> [What you should do]: Reproduce exactly, and only, the lines below from the one containing "In this satellite tile, mark every rock outcrop" through the one containing "In this satellite tile, mark every turquoise".

> [Materials provided]:
--- START ---
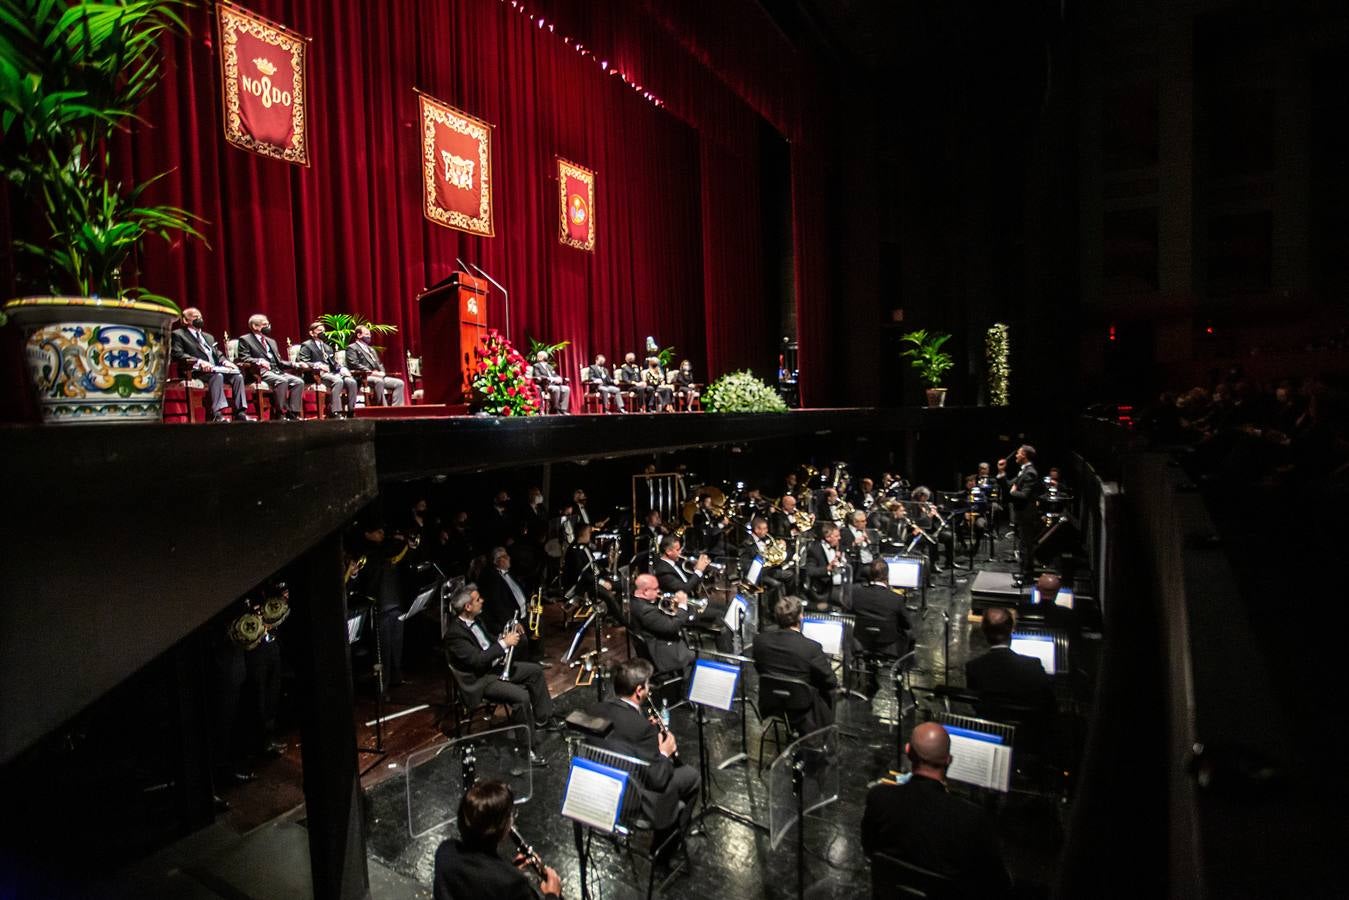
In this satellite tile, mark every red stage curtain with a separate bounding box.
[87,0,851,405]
--- END ---
--- START ---
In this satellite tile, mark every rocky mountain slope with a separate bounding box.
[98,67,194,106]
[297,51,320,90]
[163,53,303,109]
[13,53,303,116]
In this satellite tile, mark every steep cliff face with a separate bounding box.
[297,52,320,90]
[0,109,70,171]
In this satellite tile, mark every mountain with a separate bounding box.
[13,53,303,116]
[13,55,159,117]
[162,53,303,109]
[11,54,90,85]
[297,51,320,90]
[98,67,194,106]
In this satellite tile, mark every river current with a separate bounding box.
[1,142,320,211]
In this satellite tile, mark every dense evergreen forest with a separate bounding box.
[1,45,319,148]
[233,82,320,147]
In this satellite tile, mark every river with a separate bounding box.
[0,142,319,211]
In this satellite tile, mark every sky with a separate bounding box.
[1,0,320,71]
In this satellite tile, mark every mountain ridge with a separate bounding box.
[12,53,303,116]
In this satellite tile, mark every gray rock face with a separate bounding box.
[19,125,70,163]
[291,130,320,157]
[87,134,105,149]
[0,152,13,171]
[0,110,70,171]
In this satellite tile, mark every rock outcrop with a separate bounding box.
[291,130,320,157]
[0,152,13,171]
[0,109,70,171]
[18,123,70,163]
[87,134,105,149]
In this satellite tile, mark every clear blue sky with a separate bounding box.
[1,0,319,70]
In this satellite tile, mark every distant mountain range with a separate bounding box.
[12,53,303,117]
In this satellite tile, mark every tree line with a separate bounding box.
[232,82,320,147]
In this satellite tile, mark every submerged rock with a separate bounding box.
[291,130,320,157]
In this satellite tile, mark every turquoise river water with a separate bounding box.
--- END ---
> [Result of the exercise]:
In this satellite tile, mark every rock outcrop with a separate bounding box.
[291,130,320,157]
[0,152,13,171]
[0,109,70,171]
[18,123,70,163]
[87,134,105,149]
In this satellite tile, mark every clear blue sky with a separate bounding box.
[1,0,319,70]
In this satellite tile, mark every distant mountain range with a separate bounding box.
[12,53,303,117]
In this satellite tile, mark every tree line with a separate bounding box.
[232,82,320,147]
In this satellite tile, mark every submerged rock with a separate bounding box.
[291,130,320,157]
In this satellite tile, mark every turquoise river water with a separate bounding box.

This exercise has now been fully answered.